> **TASK PROMPT**
Select, from the material below, each line with "above" in it.

★ ★ ★ ★

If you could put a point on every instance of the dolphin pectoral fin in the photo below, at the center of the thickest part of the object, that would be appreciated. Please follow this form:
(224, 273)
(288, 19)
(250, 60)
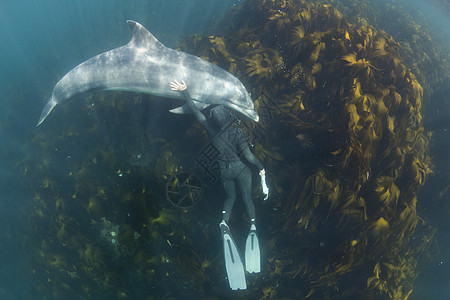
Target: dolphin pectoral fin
(46, 111)
(184, 109)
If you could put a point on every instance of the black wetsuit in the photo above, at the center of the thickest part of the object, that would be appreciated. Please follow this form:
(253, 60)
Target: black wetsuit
(231, 143)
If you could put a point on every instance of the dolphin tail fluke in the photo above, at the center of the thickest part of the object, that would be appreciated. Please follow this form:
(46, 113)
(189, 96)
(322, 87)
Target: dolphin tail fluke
(46, 111)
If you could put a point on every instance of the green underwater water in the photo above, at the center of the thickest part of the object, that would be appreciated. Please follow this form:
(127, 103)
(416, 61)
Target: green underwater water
(353, 107)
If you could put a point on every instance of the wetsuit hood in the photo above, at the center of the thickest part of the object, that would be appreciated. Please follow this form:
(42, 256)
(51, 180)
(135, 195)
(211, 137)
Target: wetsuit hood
(220, 115)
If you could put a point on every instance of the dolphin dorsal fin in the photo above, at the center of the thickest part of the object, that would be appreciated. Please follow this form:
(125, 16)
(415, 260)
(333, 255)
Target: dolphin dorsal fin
(141, 37)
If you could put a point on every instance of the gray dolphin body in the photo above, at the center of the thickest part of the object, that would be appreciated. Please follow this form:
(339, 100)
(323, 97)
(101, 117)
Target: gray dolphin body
(145, 65)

★ ★ ★ ★

> **WRITTEN REPLY**
If you could put a point on every instance of the black wetsuit in the photo above, at the center of the thickest part of the object, that would be appreciated. Please follow this form:
If you could put a point on every instance of the dolphin tail fluke in the photo above, at the center of the thickest part of the object, that would be appreciated. Please follow this form:
If you could put a point on every instance of the green underwater water in the photo above, at the center of the thickest part of the object, that would be appreciated. Please follow this form:
If you could put a point on every instance of the wetsuit hood in the photo above, at the center of the thickest part of the object, that would be appreciated. Please follow this form:
If you could put a point on every instance of the dolphin dorsal fin in the photo above, at the center of the thickest part of the object, that would be appreciated. Please follow this form:
If you could put a point on every instance of the gray dolphin body in the photo above, at the center of the thickest part of the object, that would be appreciated. Please follow this form:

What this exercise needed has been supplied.